* Given problem
Copy out the entries below, switching each "instance" to "object" and changing nothing else.

☆ ☆ ☆ ☆ ☆

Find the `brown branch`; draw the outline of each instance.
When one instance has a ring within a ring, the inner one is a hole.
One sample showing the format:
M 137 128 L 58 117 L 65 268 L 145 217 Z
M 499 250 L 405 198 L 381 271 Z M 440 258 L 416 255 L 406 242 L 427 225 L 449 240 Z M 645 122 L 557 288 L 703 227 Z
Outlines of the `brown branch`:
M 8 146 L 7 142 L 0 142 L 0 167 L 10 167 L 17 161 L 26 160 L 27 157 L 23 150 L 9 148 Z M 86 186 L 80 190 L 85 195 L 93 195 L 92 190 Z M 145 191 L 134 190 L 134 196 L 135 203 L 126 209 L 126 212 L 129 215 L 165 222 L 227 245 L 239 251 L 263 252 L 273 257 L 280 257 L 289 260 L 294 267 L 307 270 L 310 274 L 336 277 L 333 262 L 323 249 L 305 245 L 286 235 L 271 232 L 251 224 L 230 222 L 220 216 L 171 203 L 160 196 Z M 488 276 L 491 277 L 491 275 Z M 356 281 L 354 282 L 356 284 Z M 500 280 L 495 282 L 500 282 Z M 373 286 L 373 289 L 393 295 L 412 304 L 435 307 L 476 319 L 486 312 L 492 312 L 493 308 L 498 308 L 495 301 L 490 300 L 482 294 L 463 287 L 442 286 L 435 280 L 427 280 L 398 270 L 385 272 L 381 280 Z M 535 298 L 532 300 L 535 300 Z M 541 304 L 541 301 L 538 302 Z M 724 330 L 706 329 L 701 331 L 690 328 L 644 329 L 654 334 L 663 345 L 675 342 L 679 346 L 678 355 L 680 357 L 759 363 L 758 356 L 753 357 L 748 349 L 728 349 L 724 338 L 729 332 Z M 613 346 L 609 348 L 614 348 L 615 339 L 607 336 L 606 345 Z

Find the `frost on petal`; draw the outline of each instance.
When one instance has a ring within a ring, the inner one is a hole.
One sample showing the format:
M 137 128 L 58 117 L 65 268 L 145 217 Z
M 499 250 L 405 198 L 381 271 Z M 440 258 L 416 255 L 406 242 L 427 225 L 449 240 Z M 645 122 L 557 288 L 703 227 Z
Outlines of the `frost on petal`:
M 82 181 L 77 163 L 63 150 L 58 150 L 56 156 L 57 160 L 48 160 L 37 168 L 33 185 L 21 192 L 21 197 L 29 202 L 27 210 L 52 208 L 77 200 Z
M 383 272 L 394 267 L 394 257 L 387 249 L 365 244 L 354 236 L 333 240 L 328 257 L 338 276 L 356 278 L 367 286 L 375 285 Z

☆ ☆ ☆ ☆ ☆

* Result for this task
Find the `brown branch`; draw the outline of each object.
When one object has a ring within a ring, the inner one is a hole.
One sample showing the format:
M 137 128 L 58 117 L 65 268 L 145 217 Z
M 499 250 L 405 198 L 381 271 Z M 440 258 L 416 255 L 406 242 L 427 225 L 449 240 Z M 645 122 L 557 288 L 703 227 Z
Outlines of the `brown branch`:
M 8 146 L 7 142 L 0 142 L 0 167 L 10 167 L 17 161 L 26 160 L 27 157 L 23 150 L 9 148 Z M 86 186 L 80 190 L 85 195 L 93 195 L 92 190 Z M 145 191 L 134 190 L 134 196 L 135 203 L 126 209 L 126 212 L 129 215 L 165 222 L 227 245 L 239 251 L 263 252 L 273 257 L 280 257 L 289 260 L 294 267 L 307 270 L 310 274 L 336 277 L 333 262 L 323 249 L 305 245 L 286 235 L 271 232 L 251 224 L 230 222 L 220 216 L 171 203 L 160 196 Z M 488 276 L 491 277 L 491 275 Z M 356 281 L 354 282 L 356 284 Z M 500 280 L 495 282 L 500 282 Z M 373 286 L 373 289 L 393 295 L 412 304 L 435 307 L 476 319 L 486 312 L 492 312 L 493 308 L 498 308 L 495 301 L 490 300 L 482 294 L 463 287 L 442 286 L 435 280 L 427 280 L 398 270 L 385 272 L 381 280 Z M 535 298 L 532 300 L 535 300 Z M 541 304 L 541 301 L 538 302 Z M 724 330 L 706 329 L 701 331 L 690 328 L 644 329 L 654 334 L 663 345 L 675 342 L 679 346 L 678 355 L 680 357 L 759 363 L 758 356 L 753 357 L 748 349 L 728 349 L 724 338 L 729 332 Z M 613 346 L 609 348 L 614 348 L 615 339 L 607 336 L 606 345 Z

Find the `frost on petal`; draw the outline of each object.
When one object has a ring within a ring, the inner one is a hole.
One sample showing the format:
M 137 128 L 58 117 L 65 268 L 145 217 Z
M 499 250 L 405 198 L 381 271 Z M 440 258 L 416 255 L 406 242 L 427 225 L 449 240 Z M 645 122 L 557 288 L 703 227 Z
Outlines of the `frost on petal`:
M 82 181 L 77 163 L 63 150 L 58 150 L 56 156 L 57 160 L 48 160 L 37 168 L 33 185 L 21 192 L 21 197 L 29 202 L 27 210 L 52 208 L 77 200 Z
M 383 272 L 394 267 L 394 257 L 387 249 L 365 244 L 354 236 L 333 240 L 328 257 L 338 276 L 356 278 L 367 286 L 375 285 Z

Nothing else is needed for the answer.